L'ultima parte della traversata fu felice. Spinta da un vento favorevole, la nave in un sol giorno raggiunse Pozzuoli. L'Apostolo fu circondato dai cristiani del luogo, i quali ottennero che si fermasse con essi per ben sette giorni. Al termine dei quali si ripartì, questa volta, per via terra.
Raggiunta l'Appia, probabilmente ad Aversa, si andò verso Roma. Alla stazione di Forum Appii (Forappio) un primo gruppo di fedeli romani attendeva il grande Apostolo; altro gruppo gli andò incontro a Tres Tabernae (Cisterna). Paolo fu singolarmente commosso e lieto
di questi incontri. Pieno di fiducia, ringraziando Dio, giunse così in vista di Roma. Probabilmente era il mese di aprile.
Scendendo dai Colli Albani, Paolo contemplava ora l'Urbe che tanto aveva desiderato visitare.
Una fitta rete di fili provenienti da tutte le direzioni correva verso di essa: erano le strade consolari e gli acquedotti che recavano popoli e acque alla dominatrice del mondo.
La visione del prigioniero che vi giungeva incatenato si elevava come una ispirazione sulla misera realtà presente: l'acqua della verità avrebbe avuto la sua perenne fonte in Roma, e di là sarebbe stata distribuita nelle più remote regioni; i popoli si sarebbero avviati per le stesse vie alla città dei sette colli, non soggiogati dal potere dei Cesari, ma attratti dalla luce della Verità.

• **PROBLEMA POSTO A**:
Trascrivi dal brano sull'arrivo di Paolo a Roma la parte che comincia con "Raggiunta l'Appia, probabilmente" e prosegue fino a "mese di aprile.".

• **MATERIALE FORNITO**:
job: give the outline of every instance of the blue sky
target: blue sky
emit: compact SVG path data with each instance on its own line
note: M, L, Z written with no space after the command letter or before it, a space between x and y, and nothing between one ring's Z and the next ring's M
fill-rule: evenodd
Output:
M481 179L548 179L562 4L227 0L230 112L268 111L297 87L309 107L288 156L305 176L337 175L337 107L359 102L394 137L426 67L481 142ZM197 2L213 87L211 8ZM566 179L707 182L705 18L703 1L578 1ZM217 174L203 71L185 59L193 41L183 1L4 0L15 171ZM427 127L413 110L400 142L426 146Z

• **PROBLEMA POSTO B**:
Converti tutte le voci riportate sopra in un CSV a due colonne, consegna e risposta, con una riga per voce. Metti il testo e la risposta di ciascuna voce ognuno in un solo campo tra virgolette, sostituendo gli a capo con spazi.

• **RISULTATO FINALE A**:
Raggiunta l'Appia, probabilmente ad Aversa, si andò verso Roma. Alla stazione di Forum Appii (Forappio) un primo gruppo di fedeli romani attendeva il grande Apostolo; altro gruppo gli andò incontro a Tres Tabernae (Cisterna). Paolo fu singolarmente commosso e lieto
di questi incontri. Pieno di fiducia, ringraziando Dio, giunse così in vista di Roma. Probabilmente era il mese di aprile.

• **RISULTATO FINALE B**:
consegna,risposta
"job: give the outline of every instance of the blue sky target: blue sky emit: compact SVG path data with each instance on its own line note: M, L, Z written with no space after the command letter or before it, a space between x and y, and nothing between one ring's Z and the next ring's M fill-rule: evenodd Output:","M481 179L548 179L562 4L227 0L230 112L268 111L297 87L309 107L288 156L305 176L337 175L337 107L359 102L394 137L426 67L481 142ZM197 2L213 87L211 8ZM566 179L707 182L705 18L703 1L578 1ZM217 174L203 71L185 59L193 41L183 1L4 0L15 171ZM427 127L413 110L400 142L426 146Z"